Extract the data below word for word, starting at the line that contains "of the short" and ending with the last line of the data.
### Data provided
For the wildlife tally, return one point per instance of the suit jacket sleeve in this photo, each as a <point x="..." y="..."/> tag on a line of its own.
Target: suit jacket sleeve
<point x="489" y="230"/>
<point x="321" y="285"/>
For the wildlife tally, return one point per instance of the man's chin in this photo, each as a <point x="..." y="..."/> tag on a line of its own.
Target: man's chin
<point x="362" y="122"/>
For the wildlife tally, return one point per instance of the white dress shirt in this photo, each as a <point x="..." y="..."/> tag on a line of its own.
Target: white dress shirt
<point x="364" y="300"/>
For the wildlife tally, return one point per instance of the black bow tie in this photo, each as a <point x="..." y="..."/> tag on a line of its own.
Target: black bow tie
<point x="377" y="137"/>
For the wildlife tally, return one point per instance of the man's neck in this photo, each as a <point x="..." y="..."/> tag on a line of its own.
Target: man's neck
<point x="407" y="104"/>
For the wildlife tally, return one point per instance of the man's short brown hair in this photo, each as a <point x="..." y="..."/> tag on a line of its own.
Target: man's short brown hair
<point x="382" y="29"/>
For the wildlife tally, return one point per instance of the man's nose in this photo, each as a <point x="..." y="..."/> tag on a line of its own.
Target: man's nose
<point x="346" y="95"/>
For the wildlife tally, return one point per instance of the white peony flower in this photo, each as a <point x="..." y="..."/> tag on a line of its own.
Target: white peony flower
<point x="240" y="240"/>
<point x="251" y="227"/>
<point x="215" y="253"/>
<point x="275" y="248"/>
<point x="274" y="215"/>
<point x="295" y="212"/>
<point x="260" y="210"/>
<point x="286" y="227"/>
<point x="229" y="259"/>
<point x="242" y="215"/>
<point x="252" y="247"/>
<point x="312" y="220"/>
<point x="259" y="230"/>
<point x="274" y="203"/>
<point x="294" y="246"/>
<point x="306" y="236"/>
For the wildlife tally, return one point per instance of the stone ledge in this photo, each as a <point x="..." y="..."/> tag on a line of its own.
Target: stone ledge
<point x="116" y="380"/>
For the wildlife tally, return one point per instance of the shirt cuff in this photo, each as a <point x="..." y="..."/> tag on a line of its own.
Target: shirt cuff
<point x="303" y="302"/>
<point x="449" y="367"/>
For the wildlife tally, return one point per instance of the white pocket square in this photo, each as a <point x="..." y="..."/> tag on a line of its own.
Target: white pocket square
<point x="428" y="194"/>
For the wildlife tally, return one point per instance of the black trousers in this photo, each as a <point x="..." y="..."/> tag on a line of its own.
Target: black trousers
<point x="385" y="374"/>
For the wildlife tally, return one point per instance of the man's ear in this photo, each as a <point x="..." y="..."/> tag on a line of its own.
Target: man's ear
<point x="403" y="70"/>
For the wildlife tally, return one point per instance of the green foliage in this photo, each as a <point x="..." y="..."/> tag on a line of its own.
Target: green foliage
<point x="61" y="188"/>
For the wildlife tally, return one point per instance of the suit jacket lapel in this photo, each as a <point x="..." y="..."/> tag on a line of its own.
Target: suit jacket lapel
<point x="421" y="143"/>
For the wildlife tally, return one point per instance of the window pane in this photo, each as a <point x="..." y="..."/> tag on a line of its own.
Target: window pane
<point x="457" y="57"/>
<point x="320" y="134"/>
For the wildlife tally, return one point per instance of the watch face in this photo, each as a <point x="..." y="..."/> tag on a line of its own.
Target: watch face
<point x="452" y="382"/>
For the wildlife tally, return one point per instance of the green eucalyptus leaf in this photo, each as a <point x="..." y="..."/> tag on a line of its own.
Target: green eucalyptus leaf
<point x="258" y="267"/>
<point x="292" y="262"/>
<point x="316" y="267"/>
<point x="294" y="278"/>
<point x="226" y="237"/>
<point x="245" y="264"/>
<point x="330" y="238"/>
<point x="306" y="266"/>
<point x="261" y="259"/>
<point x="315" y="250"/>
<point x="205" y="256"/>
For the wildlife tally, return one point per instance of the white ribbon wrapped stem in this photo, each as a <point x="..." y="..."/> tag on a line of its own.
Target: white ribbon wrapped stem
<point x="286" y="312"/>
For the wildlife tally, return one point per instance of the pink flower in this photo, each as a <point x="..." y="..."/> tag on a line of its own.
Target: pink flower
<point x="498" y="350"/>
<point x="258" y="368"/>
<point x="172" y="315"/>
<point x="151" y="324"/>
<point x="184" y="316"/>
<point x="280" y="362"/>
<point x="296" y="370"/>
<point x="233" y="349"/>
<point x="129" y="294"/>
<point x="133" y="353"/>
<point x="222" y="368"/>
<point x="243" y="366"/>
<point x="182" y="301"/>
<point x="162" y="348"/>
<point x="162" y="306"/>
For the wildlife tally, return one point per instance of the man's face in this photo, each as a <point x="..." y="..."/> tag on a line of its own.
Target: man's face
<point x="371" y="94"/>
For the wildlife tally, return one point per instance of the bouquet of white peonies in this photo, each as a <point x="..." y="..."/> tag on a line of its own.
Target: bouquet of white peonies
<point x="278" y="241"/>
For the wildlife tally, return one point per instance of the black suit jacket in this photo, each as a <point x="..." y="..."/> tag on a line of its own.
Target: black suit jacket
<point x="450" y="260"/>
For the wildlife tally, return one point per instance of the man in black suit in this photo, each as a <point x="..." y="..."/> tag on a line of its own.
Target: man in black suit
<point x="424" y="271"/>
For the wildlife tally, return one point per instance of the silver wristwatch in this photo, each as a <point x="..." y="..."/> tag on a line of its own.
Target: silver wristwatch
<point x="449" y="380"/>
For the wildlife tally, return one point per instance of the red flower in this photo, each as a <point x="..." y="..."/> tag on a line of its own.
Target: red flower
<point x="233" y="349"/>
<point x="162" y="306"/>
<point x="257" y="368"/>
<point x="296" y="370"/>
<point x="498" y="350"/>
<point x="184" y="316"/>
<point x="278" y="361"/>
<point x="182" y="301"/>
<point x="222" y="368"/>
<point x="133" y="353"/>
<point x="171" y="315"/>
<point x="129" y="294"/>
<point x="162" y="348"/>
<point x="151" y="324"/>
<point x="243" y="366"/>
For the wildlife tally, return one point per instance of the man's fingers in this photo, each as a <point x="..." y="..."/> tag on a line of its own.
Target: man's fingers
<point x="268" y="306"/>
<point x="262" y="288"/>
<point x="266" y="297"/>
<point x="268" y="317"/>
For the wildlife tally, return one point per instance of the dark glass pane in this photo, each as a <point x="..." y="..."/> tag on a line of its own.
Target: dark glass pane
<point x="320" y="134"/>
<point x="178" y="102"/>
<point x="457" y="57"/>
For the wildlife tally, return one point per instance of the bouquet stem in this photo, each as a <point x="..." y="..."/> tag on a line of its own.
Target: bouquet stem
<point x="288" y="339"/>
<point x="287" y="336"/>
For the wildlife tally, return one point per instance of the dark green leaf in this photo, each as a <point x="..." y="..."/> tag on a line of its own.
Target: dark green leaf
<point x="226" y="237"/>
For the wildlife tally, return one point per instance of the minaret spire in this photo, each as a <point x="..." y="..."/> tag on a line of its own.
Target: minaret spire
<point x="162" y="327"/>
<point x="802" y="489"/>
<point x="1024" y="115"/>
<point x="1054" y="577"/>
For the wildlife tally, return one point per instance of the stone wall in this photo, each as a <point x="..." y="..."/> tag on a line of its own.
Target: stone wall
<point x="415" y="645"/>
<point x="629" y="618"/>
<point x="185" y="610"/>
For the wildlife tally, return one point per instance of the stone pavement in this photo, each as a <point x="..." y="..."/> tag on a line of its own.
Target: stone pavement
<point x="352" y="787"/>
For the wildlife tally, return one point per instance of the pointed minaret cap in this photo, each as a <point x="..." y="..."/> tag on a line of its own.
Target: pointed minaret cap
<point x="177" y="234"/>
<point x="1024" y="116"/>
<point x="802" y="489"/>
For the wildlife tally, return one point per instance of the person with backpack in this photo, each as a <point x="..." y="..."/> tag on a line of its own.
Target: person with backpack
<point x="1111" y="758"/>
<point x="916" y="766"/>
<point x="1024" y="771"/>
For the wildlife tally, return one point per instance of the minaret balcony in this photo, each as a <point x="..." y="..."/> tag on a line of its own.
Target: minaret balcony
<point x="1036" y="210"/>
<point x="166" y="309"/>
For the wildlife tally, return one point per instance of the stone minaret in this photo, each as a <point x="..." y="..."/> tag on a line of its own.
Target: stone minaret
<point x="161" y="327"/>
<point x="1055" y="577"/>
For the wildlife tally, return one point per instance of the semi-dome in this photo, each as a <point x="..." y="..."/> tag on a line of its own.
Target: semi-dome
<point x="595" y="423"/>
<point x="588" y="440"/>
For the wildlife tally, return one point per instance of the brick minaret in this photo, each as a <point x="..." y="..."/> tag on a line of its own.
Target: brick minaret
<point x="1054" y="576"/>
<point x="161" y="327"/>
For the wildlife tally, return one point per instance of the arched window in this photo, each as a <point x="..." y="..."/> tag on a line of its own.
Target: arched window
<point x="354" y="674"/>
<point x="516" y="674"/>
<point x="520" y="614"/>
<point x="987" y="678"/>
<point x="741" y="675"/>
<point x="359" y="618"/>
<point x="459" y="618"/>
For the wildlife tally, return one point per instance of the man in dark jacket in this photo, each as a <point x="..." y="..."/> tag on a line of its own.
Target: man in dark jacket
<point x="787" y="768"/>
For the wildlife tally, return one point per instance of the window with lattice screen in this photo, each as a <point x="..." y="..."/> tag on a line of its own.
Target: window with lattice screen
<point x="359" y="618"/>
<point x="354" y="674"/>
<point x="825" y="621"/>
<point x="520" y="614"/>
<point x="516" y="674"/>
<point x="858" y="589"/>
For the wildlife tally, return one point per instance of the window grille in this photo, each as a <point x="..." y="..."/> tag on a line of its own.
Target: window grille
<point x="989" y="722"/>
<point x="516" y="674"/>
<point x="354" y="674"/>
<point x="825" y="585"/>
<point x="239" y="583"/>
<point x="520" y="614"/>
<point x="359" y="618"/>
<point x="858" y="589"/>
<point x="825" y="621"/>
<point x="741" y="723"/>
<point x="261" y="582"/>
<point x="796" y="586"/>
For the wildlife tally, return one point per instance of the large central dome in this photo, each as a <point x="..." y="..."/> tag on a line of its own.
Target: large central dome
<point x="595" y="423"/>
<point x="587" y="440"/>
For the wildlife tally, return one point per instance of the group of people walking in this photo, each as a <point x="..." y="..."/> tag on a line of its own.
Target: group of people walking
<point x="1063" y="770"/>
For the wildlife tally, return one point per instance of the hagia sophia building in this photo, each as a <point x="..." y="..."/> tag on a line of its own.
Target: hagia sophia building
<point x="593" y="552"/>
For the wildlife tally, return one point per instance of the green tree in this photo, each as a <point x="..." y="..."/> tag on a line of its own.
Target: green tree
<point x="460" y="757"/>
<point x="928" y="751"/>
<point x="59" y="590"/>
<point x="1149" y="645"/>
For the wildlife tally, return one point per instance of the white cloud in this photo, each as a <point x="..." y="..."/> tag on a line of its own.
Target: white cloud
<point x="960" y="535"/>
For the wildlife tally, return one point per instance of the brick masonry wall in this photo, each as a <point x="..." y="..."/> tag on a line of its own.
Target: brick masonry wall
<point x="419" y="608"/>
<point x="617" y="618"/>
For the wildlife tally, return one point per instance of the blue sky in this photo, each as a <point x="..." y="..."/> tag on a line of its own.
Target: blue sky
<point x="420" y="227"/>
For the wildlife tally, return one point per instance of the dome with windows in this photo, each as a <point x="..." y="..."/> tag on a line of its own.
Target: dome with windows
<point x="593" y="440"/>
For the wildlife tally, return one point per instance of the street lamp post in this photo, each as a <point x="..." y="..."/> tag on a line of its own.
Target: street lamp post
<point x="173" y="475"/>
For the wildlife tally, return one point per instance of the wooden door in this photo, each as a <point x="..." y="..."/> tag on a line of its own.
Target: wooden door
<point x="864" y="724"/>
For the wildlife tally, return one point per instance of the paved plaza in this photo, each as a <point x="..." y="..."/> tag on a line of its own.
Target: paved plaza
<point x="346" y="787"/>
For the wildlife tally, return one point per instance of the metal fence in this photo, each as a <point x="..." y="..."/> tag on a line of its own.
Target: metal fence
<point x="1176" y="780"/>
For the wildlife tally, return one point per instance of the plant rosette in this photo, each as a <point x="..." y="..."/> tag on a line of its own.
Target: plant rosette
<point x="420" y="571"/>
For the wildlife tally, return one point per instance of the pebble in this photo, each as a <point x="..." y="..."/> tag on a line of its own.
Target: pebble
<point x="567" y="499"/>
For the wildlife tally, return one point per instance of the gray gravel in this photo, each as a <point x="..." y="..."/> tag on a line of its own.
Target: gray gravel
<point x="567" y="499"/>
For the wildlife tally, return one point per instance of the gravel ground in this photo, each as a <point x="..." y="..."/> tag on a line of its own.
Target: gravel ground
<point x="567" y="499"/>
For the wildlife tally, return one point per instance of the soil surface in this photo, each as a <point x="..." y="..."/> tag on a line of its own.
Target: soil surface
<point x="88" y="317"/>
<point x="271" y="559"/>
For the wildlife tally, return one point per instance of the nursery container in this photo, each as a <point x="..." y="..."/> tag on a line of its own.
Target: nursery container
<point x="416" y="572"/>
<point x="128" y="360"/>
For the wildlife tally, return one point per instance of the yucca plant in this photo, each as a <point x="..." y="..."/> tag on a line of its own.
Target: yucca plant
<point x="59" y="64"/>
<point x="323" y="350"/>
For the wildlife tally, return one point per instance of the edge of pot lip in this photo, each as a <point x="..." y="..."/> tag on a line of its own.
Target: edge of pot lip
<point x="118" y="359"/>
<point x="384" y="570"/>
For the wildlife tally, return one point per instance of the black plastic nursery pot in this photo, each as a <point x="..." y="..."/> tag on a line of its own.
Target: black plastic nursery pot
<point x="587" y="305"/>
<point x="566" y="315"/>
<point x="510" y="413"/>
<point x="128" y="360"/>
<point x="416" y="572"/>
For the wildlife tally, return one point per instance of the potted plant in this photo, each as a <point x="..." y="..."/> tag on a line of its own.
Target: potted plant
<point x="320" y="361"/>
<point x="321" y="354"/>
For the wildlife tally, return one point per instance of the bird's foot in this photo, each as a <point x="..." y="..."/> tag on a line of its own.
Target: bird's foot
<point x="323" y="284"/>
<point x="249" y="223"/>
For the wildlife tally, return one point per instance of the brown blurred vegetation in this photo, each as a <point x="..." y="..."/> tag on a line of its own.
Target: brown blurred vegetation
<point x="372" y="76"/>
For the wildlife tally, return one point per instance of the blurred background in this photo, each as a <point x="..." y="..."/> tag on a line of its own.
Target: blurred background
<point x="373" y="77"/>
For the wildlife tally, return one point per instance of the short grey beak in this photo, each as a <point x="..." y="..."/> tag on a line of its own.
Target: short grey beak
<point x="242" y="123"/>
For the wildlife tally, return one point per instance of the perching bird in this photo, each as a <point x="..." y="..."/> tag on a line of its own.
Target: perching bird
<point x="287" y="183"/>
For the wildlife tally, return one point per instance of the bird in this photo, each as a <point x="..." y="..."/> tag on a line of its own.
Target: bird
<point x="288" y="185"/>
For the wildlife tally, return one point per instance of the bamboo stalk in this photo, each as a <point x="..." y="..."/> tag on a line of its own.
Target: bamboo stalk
######
- [Answer to this problem]
For the wildlife tally, return one point per instance of the short grey beak in this photo, each as a <point x="..." y="..."/> tag on a line of its own.
Target: short grey beak
<point x="242" y="123"/>
For the wildlife tally, return one point per instance of the perching bird in this photo, each as a <point x="..." y="..."/> tag on a line of its own.
Target: perching bird
<point x="287" y="183"/>
For the wildlife tally, return one point per instance of the bird in this photo, each as a <point x="..." y="..."/> tag on a line of its own.
Target: bird
<point x="288" y="185"/>
For the wildlife tally, return one point per instance of the bamboo stalk in this photo, each as a <point x="..." y="..."/> tag on a line of its own.
Target: bamboo stalk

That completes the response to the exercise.